- ZIELE -
[a] Übernimm aus dem Text über Desinformation und Echokammern die Passage von "Gleichzeitig zeigen Untersuchungen" bis einschließlich "Demokratie haben kann." wortgetreu.
[b] Wo werden Wahlen laut dem Text über Desinformation und Echokammern heute schon entschieden?

:: DOKUMENTTEXT ::

Gleichzeitig zeigen Untersuchungen zur politischen Instrumentalisierung, wie Desinformationskampagnen und KI-gestützte Propaganda gezielt dazu führen, dass aus Einzelmeinungen Echokammern entstehen. Die "Deutsche Gesellschaft für Auswärtige Politik" etwa konstatierte, dass koordinierte Kampagnen zu „personalisierte[n] Informationsblasen“ führen, die Polarisierung und Radikalisierung befördern[6]. All dies erhöht das Risiko, dass Online-Debatten nicht länger ein pluralistisches Abbild der Gesellschaft sind, sondern die eigenen Vorurteile und Extrempositionen bestätigen. Unumstritten ist: Wahlen werden „heute schon in den sozialen Medien entschieden“[1:1], sodass jede Verzerrung oder einseitige Moderation massive Konsequenzen für die Demokratie haben kann.

:::
:: BEREITGESTELLTES MATERIAL ::

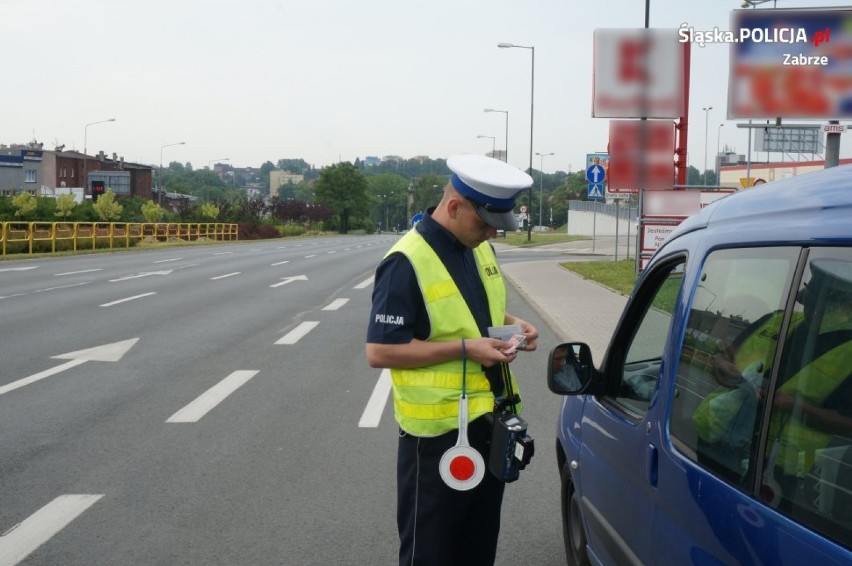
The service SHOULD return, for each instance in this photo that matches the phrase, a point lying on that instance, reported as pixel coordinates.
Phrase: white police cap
(491, 185)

:::

- LÖSUNGEN -
[a]
Gleichzeitig zeigen Untersuchungen zur politischen Instrumentalisierung, wie Desinformationskampagnen und KI-gestützte Propaganda gezielt dazu führen, dass aus Einzelmeinungen Echokammern entstehen. Die "Deutsche Gesellschaft für Auswärtige Politik" etwa konstatierte, dass koordinierte Kampagnen zu „personalisierte[n] Informationsblasen“ führen, die Polarisierung und Radikalisierung befördern[6]. All dies erhöht das Risiko, dass Online-Debatten nicht länger ein pluralistisches Abbild der Gesellschaft sind, sondern die eigenen Vorurteile und Extrempositionen bestätigen. Unumstritten ist: Wahlen werden „heute schon in den sozialen Medien entschieden“[1:1], sodass jede Verzerrung oder einseitige Moderation massive Konsequenzen für die Demokratie haben kann.

[b] In den sozialen Medien.